RECORDS FOR THE EXERCISE >>

+++

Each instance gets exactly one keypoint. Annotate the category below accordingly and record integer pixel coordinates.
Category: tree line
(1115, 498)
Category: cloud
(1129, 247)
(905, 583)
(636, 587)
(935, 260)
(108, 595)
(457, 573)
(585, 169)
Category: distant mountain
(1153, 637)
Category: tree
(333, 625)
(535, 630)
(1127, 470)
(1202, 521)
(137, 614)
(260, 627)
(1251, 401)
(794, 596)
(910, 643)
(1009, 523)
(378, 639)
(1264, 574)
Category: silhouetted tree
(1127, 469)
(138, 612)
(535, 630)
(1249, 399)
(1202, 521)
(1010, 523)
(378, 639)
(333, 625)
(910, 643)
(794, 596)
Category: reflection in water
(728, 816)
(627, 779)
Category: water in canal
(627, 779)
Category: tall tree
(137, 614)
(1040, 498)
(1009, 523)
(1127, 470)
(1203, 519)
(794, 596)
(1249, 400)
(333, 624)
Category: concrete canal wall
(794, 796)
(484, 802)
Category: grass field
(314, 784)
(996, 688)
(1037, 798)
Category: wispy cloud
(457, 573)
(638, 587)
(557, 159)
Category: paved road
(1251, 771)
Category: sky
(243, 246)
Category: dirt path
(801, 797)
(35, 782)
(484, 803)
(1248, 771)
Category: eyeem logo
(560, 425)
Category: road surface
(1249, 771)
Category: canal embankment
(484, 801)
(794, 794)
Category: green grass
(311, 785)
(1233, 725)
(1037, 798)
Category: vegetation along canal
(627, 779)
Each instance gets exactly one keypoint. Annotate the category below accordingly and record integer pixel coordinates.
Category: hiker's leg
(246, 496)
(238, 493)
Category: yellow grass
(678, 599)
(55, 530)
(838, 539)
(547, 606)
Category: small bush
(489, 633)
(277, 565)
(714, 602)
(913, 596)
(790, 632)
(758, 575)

+++

Turn the records, starting with the line that contains "Category: grass field" and going on through the end of the records, into a numbered list with blank lines left out.

TASK OUTPUT >>
1. Category: grass field
2. (314, 784)
3. (996, 688)
4. (1037, 798)
5. Category: wispy cloud
6. (457, 573)
7. (638, 587)
8. (557, 159)
9. Category: paved road
10. (1251, 771)
11. Category: sky
12. (243, 246)
13. Category: dirt path
14. (801, 797)
15. (35, 782)
16. (484, 803)
17. (1248, 771)
18. Category: eyeem logo
19. (560, 425)
20. Category: road surface
21. (1249, 771)
22. Category: canal embankment
23. (484, 801)
24. (794, 794)
25. Category: green grass
26. (311, 785)
27. (1233, 725)
28. (1037, 798)
29. Category: vegetation along canal
30. (627, 779)
31. Each instance gets exactly one keypoint. Annotate the category below accordingly and record integer pixel coordinates.
32. Category: hiker's leg
33. (246, 496)
34. (238, 493)
35. Category: yellow grass
36. (678, 599)
37. (55, 530)
38. (838, 539)
39. (547, 606)
40. Category: small bush
41. (489, 633)
42. (277, 565)
43. (714, 602)
44. (913, 596)
45. (790, 632)
46. (758, 575)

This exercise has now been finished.